Saved data entries:
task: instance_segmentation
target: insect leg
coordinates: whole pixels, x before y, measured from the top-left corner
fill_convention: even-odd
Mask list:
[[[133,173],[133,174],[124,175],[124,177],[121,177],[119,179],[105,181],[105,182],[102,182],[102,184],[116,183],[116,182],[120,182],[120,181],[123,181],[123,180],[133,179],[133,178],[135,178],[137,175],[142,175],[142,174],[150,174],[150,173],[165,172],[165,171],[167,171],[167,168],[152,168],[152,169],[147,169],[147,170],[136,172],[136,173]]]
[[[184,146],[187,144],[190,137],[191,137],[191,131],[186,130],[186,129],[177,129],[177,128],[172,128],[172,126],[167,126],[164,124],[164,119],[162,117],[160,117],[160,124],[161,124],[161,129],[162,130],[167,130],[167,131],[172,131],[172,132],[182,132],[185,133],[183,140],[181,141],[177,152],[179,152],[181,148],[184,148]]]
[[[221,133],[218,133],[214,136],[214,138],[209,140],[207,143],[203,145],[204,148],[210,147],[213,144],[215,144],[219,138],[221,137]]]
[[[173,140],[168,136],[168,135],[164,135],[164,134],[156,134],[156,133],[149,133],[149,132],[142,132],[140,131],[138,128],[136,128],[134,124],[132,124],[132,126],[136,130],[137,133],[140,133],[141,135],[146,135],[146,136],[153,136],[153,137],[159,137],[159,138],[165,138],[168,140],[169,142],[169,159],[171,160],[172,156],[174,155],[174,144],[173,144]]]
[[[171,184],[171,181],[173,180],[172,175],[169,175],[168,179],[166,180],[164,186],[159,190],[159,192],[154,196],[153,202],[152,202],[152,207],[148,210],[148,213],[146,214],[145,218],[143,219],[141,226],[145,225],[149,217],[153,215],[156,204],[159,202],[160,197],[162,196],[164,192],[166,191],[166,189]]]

GIVEN EXERCISE: Pull every line from all of the entries above and reproduce each one without a single change.

ANSWER TO THE EXERCISE:
task: instance_segmentation
target: insect leg
coordinates: whole pixels, x before y, measured from the top-left corner
fill_convention: even-odd
Mask list:
[[[133,173],[133,174],[124,175],[124,177],[121,177],[119,179],[105,181],[105,182],[102,182],[102,184],[116,183],[116,182],[120,182],[120,181],[123,181],[123,180],[133,179],[133,178],[135,178],[137,175],[142,175],[142,174],[150,174],[150,173],[165,172],[165,171],[167,171],[167,168],[152,168],[152,169],[147,169],[147,170],[136,172],[136,173]]]
[[[184,146],[187,144],[190,137],[191,137],[191,131],[186,130],[186,129],[177,129],[177,128],[172,128],[172,126],[167,126],[164,124],[164,119],[162,117],[160,117],[160,124],[161,124],[161,129],[162,130],[167,130],[167,131],[172,131],[172,132],[182,132],[185,133],[183,140],[181,141],[177,152],[179,152],[181,148],[184,148]]]
[[[221,133],[218,133],[214,136],[214,138],[209,140],[207,143],[203,145],[204,148],[210,147],[213,144],[215,144],[219,138],[221,137]]]
[[[173,140],[168,136],[168,135],[164,135],[164,134],[156,134],[156,133],[149,133],[149,132],[142,132],[140,131],[138,128],[136,128],[134,124],[132,124],[132,126],[136,130],[137,133],[140,133],[141,135],[146,135],[146,136],[153,136],[153,137],[159,137],[159,138],[165,138],[168,140],[169,142],[169,159],[171,160],[172,156],[174,155],[174,144],[173,144]]]
[[[171,184],[171,181],[173,180],[172,175],[169,175],[168,179],[166,180],[164,186],[159,190],[159,192],[154,196],[153,202],[152,202],[152,207],[148,210],[148,213],[146,214],[145,218],[143,219],[141,226],[145,225],[149,217],[153,215],[156,204],[159,202],[160,197],[162,196],[164,192],[166,191],[166,189]]]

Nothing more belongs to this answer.